--- START ---

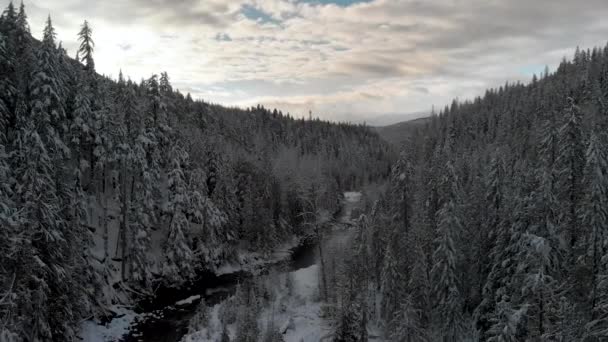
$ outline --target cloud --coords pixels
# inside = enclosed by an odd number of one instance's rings
[[[7,0],[0,0],[6,5]],[[480,95],[604,45],[608,2],[586,0],[26,0],[71,53],[88,19],[100,72],[168,71],[228,105],[326,118],[407,113]],[[119,37],[119,38],[117,38]],[[118,39],[118,41],[117,41]]]
[[[218,42],[231,42],[232,38],[226,33],[218,33],[215,35],[215,40]]]
[[[123,51],[129,51],[129,50],[131,50],[131,48],[133,48],[133,45],[131,45],[129,43],[125,43],[125,44],[118,44],[118,47]]]

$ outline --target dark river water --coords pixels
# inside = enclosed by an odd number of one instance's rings
[[[288,260],[269,265],[261,272],[292,272],[310,267],[316,263],[316,250],[316,243],[304,243],[291,250]],[[237,284],[250,277],[252,275],[247,272],[221,276],[207,273],[180,289],[159,288],[154,298],[139,304],[139,311],[144,314],[134,322],[130,334],[123,341],[179,341],[188,332],[188,322],[196,313],[201,299],[205,299],[207,305],[218,304],[235,293]],[[176,302],[193,296],[200,297],[188,304],[175,305]]]

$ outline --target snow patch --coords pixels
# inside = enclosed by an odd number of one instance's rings
[[[186,299],[182,299],[180,301],[175,302],[175,305],[177,305],[177,306],[190,305],[200,299],[201,299],[200,295],[190,296]]]
[[[114,342],[129,332],[131,324],[138,317],[133,310],[125,307],[112,307],[116,314],[109,323],[102,325],[96,321],[84,321],[80,326],[80,337],[85,342]]]
[[[349,191],[344,193],[344,199],[346,200],[346,202],[350,203],[358,203],[359,201],[361,201],[361,196],[362,194],[357,191]]]
[[[313,265],[291,273],[296,293],[304,298],[313,298],[319,289],[319,266]]]
[[[238,253],[238,263],[226,263],[218,267],[215,274],[218,276],[238,272],[258,274],[261,270],[263,270],[264,266],[289,260],[291,257],[291,250],[297,247],[299,243],[300,240],[297,237],[294,237],[290,241],[277,247],[270,255],[263,255],[262,253],[257,252],[240,251]]]

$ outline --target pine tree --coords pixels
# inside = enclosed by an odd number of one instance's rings
[[[44,27],[44,32],[42,35],[42,43],[48,46],[51,49],[55,49],[55,40],[57,39],[57,33],[55,32],[55,28],[53,27],[53,23],[51,21],[51,16],[49,15],[46,19],[46,26]]]
[[[15,23],[17,21],[17,11],[15,10],[15,5],[13,5],[12,1],[8,3],[8,6],[2,13],[2,19],[9,23]]]
[[[489,342],[517,342],[521,341],[522,325],[526,323],[526,308],[514,310],[507,296],[496,305],[496,317],[492,319],[493,325],[488,331]]]
[[[78,177],[82,177],[86,169],[93,167],[89,165],[86,156],[83,155],[86,144],[92,141],[93,112],[91,101],[89,100],[88,86],[79,82],[76,97],[74,99],[74,112],[70,124],[70,143],[73,151],[73,158],[78,171]]]
[[[347,296],[350,296],[350,294]],[[366,341],[361,339],[360,325],[363,311],[359,304],[354,298],[342,304],[334,333],[334,342]]]
[[[266,331],[264,332],[264,337],[262,337],[262,342],[283,342],[283,334],[279,332],[279,328],[275,325],[274,321],[269,320],[266,325]]]
[[[529,315],[529,333],[545,336],[554,329],[551,317],[563,291],[557,279],[562,272],[562,246],[559,243],[560,202],[558,200],[558,158],[555,126],[546,124],[540,145],[540,165],[534,182],[536,189],[524,209],[528,218],[519,231],[517,274],[521,277],[522,300]],[[530,171],[531,172],[531,171]],[[533,215],[533,216],[532,216]],[[524,216],[524,217],[525,217]],[[514,287],[516,288],[516,287]]]
[[[93,42],[93,30],[86,20],[82,24],[80,32],[78,32],[78,40],[80,41],[80,47],[78,48],[80,61],[84,62],[86,69],[92,73],[95,71],[95,60],[93,59],[95,43]]]
[[[19,165],[16,195],[22,208],[21,229],[27,234],[21,246],[24,250],[20,251],[27,257],[21,265],[25,277],[21,277],[23,292],[19,304],[35,313],[23,333],[31,340],[44,340],[52,336],[53,323],[57,323],[53,320],[62,318],[52,314],[49,297],[51,291],[61,288],[61,283],[67,280],[61,265],[70,247],[65,245],[66,222],[60,216],[51,158],[33,124],[21,129],[16,144],[18,149],[13,153],[13,162]]]
[[[200,169],[189,172],[187,214],[193,223],[201,225],[200,231],[193,232],[198,240],[196,255],[204,267],[213,269],[229,254],[227,244],[236,237],[226,227],[226,214],[204,195],[205,179]]]
[[[477,255],[479,258],[478,270],[480,273],[484,273],[481,277],[485,277],[485,284],[482,282],[481,303],[476,309],[478,329],[482,335],[490,328],[490,320],[494,314],[496,304],[495,291],[499,287],[496,283],[499,281],[499,279],[497,279],[497,273],[500,270],[496,266],[504,261],[501,260],[500,254],[504,253],[506,247],[505,243],[507,242],[505,234],[508,234],[508,232],[505,233],[504,231],[501,231],[501,229],[504,230],[503,218],[501,217],[504,201],[503,177],[504,169],[502,159],[499,151],[496,151],[496,153],[492,155],[485,177],[485,201],[487,203],[487,209],[485,212],[485,227],[483,227],[480,232],[483,236],[479,238],[480,246]],[[484,265],[481,260],[483,260],[482,258],[485,255],[494,255],[496,256],[496,259],[489,258],[487,265]],[[495,261],[495,264],[493,264],[492,261]]]
[[[393,317],[392,325],[395,327],[391,333],[391,341],[396,342],[424,342],[428,341],[426,330],[422,326],[421,312],[415,307],[411,296],[406,296]]]
[[[17,265],[21,262],[18,258],[20,243],[18,237],[20,232],[20,218],[17,207],[13,201],[13,190],[10,186],[11,169],[5,146],[0,142],[0,340],[4,338],[17,341],[17,335],[12,331],[14,321],[11,321],[11,311],[15,307],[17,299],[15,282],[17,281]],[[5,285],[6,284],[6,285]]]
[[[228,329],[225,324],[222,325],[222,337],[220,342],[230,342],[230,335],[228,335]]]
[[[173,92],[173,87],[169,81],[169,74],[162,72],[160,74],[159,91],[162,96],[168,96]]]
[[[446,201],[437,213],[437,238],[433,252],[431,277],[433,298],[436,308],[435,321],[444,341],[458,341],[462,338],[463,317],[462,297],[458,278],[458,251],[454,236],[461,230],[461,222],[456,207],[457,185],[451,163],[443,183],[450,189]]]
[[[496,236],[498,234],[498,226],[501,222],[501,210],[504,197],[503,177],[503,162],[500,157],[500,151],[496,151],[496,153],[492,155],[492,159],[490,161],[487,172],[487,177],[485,179],[485,199],[489,204],[485,224],[486,230],[488,231],[488,235],[490,235],[489,239],[491,241],[496,239]],[[481,240],[483,241],[485,239],[482,238]]]
[[[570,253],[578,247],[579,220],[578,212],[581,200],[581,181],[585,165],[585,146],[581,127],[582,114],[574,99],[568,98],[568,107],[564,113],[565,123],[559,130],[559,187],[564,203],[564,234],[568,241]],[[572,258],[572,257],[571,257]]]
[[[545,158],[547,159],[547,158]],[[547,159],[549,160],[549,159]],[[556,209],[555,177],[552,166],[545,162],[538,170],[537,189],[527,198],[519,226],[516,279],[513,289],[521,286],[519,305],[527,308],[528,333],[547,338],[557,317],[551,317],[557,307],[561,289],[557,279],[560,271],[559,219]],[[503,294],[504,295],[504,294]]]
[[[193,274],[193,253],[190,249],[190,222],[186,217],[186,206],[189,199],[183,166],[187,162],[187,154],[179,147],[171,153],[173,170],[169,173],[169,210],[171,212],[169,235],[165,242],[165,263],[163,274],[171,283],[181,283],[189,280]]]
[[[398,246],[398,235],[393,233],[387,243],[381,275],[382,315],[387,320],[390,320],[399,308],[406,281],[399,262]]]
[[[11,81],[17,88],[18,95],[21,95],[22,97],[19,100],[27,101],[24,97],[28,94],[29,76],[35,69],[36,58],[35,49],[32,46],[33,39],[30,34],[23,2],[21,2],[21,5],[19,6],[19,13],[14,17],[14,21],[10,21],[9,25],[7,47],[15,67],[15,71],[11,75]]]
[[[12,6],[12,2],[9,6]],[[15,21],[17,28],[22,32],[20,39],[26,38],[26,34],[30,33],[30,25],[27,23],[27,14],[25,13],[25,5],[23,4],[23,1],[21,1],[21,4],[19,5],[19,13],[17,13]],[[19,43],[24,42],[20,41]]]
[[[608,158],[605,136],[593,133],[587,149],[585,170],[586,196],[582,221],[590,233],[587,255],[591,272],[587,334],[603,336],[608,332],[608,296],[606,295],[606,244],[608,239]]]
[[[431,280],[430,268],[428,267],[428,256],[420,246],[416,247],[414,265],[407,285],[410,295],[408,307],[418,310],[420,327],[425,329],[429,326],[431,315]],[[403,309],[403,308],[402,308]]]
[[[14,71],[13,61],[7,50],[7,40],[0,34],[0,74],[11,75]],[[14,101],[17,89],[15,89],[8,77],[0,79],[0,142],[7,142],[7,133],[13,115],[11,105]]]
[[[40,133],[52,158],[63,159],[69,154],[69,149],[62,140],[66,130],[66,116],[64,103],[59,95],[53,32],[49,19],[45,28],[45,39],[42,48],[37,51],[37,64],[31,77],[29,118],[38,125],[35,129]]]
[[[142,133],[139,135],[133,151],[133,167],[137,170],[137,176],[132,180],[132,197],[128,206],[129,227],[125,227],[125,239],[123,253],[129,253],[128,272],[125,277],[149,286],[152,280],[150,260],[147,257],[151,243],[151,229],[154,225],[156,215],[154,182],[157,178],[150,171],[146,151],[152,144]],[[127,234],[127,231],[129,234]],[[130,235],[130,236],[128,236]],[[130,243],[126,243],[130,241]],[[126,272],[123,268],[123,272]],[[126,278],[125,278],[126,279]]]
[[[444,341],[458,341],[462,333],[462,298],[458,285],[457,251],[454,243],[456,221],[455,204],[448,200],[438,213],[438,237],[433,253],[433,297],[437,310],[437,324]]]
[[[255,296],[251,285],[246,285],[243,294],[247,297],[237,312],[235,341],[258,342],[260,328],[258,326],[258,305],[254,303]],[[242,300],[242,299],[241,299]]]

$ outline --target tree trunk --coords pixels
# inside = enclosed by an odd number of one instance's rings
[[[121,260],[121,279],[126,280],[127,271],[127,227],[129,224],[129,196],[127,192],[128,186],[128,174],[127,174],[127,162],[123,159],[122,161],[122,207],[120,220],[120,242],[122,249],[122,260]],[[133,190],[131,190],[133,191]]]
[[[107,262],[109,251],[108,233],[108,196],[106,194],[106,168],[104,166],[101,179],[101,196],[103,196],[103,260]]]
[[[598,245],[598,231],[597,229],[593,229],[593,266],[591,269],[591,285],[592,285],[592,289],[591,289],[591,320],[595,320],[597,318],[597,310],[595,309],[595,306],[597,305],[597,279],[598,279],[598,273],[599,273],[599,267],[598,267],[598,251],[597,251],[597,245]]]
[[[321,282],[322,290],[323,290],[323,301],[327,302],[327,269],[325,268],[325,257],[323,256],[323,240],[322,234],[319,228],[317,227],[317,236],[318,236],[318,248],[319,248],[319,260],[321,261]]]
[[[545,327],[543,325],[543,321],[545,320],[545,299],[543,296],[543,291],[540,291],[540,299],[539,299],[539,308],[538,308],[538,335],[543,336],[545,334]]]

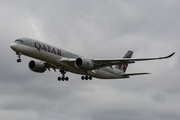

--- END ---

*DESCRIPTION OF THE TASK*
Lines containing the word "outline" in the entries above should be counted, and only that number given.

*EXERCISE RESPONSE*
5